* _Exercise_
Reproduce every record below exactly as it appears.

* _Entries provided_

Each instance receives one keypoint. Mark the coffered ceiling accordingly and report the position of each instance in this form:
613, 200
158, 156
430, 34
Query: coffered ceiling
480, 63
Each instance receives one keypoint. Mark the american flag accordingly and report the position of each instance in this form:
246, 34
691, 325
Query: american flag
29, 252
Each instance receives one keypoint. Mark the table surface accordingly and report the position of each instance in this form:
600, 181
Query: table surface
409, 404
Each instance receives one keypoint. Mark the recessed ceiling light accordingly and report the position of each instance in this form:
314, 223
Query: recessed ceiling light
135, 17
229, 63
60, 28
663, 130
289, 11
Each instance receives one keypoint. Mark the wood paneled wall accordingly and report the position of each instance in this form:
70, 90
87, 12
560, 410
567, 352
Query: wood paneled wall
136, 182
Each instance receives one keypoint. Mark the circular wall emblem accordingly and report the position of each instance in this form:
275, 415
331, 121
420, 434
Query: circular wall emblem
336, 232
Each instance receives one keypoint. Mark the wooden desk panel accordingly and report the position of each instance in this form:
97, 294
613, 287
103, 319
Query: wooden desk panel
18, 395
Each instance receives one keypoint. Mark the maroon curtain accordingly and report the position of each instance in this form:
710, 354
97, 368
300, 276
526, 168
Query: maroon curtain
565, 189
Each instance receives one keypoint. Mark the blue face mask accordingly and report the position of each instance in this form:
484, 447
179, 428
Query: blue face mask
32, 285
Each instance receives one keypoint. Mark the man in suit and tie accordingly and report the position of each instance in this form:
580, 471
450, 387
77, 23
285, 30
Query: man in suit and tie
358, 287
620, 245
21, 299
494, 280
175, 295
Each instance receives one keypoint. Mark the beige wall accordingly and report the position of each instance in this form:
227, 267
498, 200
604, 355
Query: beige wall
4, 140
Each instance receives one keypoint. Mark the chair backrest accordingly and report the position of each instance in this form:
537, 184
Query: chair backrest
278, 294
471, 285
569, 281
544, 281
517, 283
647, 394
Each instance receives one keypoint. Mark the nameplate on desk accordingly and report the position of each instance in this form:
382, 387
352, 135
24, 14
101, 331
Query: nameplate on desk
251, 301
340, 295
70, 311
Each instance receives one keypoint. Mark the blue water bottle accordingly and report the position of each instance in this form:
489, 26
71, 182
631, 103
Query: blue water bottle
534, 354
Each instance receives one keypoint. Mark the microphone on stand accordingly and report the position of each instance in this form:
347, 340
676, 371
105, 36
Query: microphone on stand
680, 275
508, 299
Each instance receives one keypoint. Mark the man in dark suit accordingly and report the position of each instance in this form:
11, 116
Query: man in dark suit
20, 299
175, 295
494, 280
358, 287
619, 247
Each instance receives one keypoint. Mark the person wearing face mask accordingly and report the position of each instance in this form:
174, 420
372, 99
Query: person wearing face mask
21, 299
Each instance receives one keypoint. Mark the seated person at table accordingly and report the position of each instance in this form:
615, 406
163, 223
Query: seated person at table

* _Solution to this exercise_
Each instance receives one keypoint. Mark the coffered ceiling accordingly and report the position of each instance in this form:
613, 200
158, 156
430, 34
Query: coffered ceiling
480, 63
Each instance receives one keypoint. Mark the american flag accordingly and report the position of each instance in this form:
246, 34
691, 325
Query: american flag
29, 252
Each instance receives one keypoint. Mark the table surface accordingly and report the position of each instance in this form:
600, 181
Query: table surface
409, 404
Each instance receives one keypoint. Mark the recessed ceiling light accordingly and report the position of each instance in this form:
314, 223
Query: recessed ceiling light
135, 17
229, 63
60, 28
663, 130
289, 11
Each instance receives one keypoint. Mark the wood paneled wall accordingly and report the position of each instance in this form:
70, 90
87, 12
560, 410
567, 352
Query: wood paneled wall
136, 182
Each instance receives one keypoint. Mark the circular wall emblem accordingly and report the position of each instance in this form:
275, 415
331, 121
420, 434
Query: circular wall emblem
336, 232
Each instance receives one keypoint. Mark the wooden desk panel accordingly and report the position of each instance in this form:
97, 294
613, 287
103, 319
Query: wooden desk panel
18, 395
Each instance receives one keypoint. Mark the maroon curtain accordingly and report the position of each instance in this form:
710, 354
97, 368
300, 276
526, 168
Query: maroon curtain
565, 189
Each instance receives one keypoint. Mark the blue face mask accordingly and report the position of each instance in this form:
484, 447
179, 428
Query: blue face mask
32, 285
Each instance receives one keypoint. Mark the man in suit and tie accordingly and report the position of each instance in this form:
580, 471
450, 387
77, 23
285, 30
Query: man in suit and tie
358, 287
620, 245
21, 299
494, 280
175, 295
Each instance receives one keypoint. Mark the beige wall accordingly and report the position of each instance in this form:
227, 267
498, 200
604, 355
Query: beige wall
4, 140
Each instance receives one keypoint. Mark the chair backrest accordingly and report the position of each instance in this form:
537, 184
Query: chair backrest
278, 294
471, 285
569, 281
544, 281
517, 283
647, 394
Each instance receives one keypoint. Mark the nameplate on desk accordingly and report the position of each instance in this form:
382, 387
352, 135
24, 14
101, 331
Query: nameplate on desk
251, 301
340, 295
70, 311
Each instance receives one keypoint. Mark the blue water bottle accordingly and report the position of each instance in this form:
489, 26
71, 182
631, 103
Query: blue water bottle
534, 354
Each instance receives one keypoint. Mark the microphone on stand accordingly and report the position of each instance in this form:
347, 340
676, 371
105, 36
Query: microphone on stand
680, 275
508, 299
Each instance receives one keypoint. Mark the man in dark suit accordingly and report the position of each instance in this form:
11, 116
Query: man in dark suit
20, 299
175, 295
494, 280
358, 287
619, 247
Each instance receives one keypoint. Mark the person wearing face mask accordingly and report the position of each instance in this form:
174, 420
372, 99
Query: person wearing face mask
21, 299
Each instance receives one keypoint. Mark the seated person at table accordingly and report the position of each instance in this form:
615, 406
163, 223
Query: seated person at table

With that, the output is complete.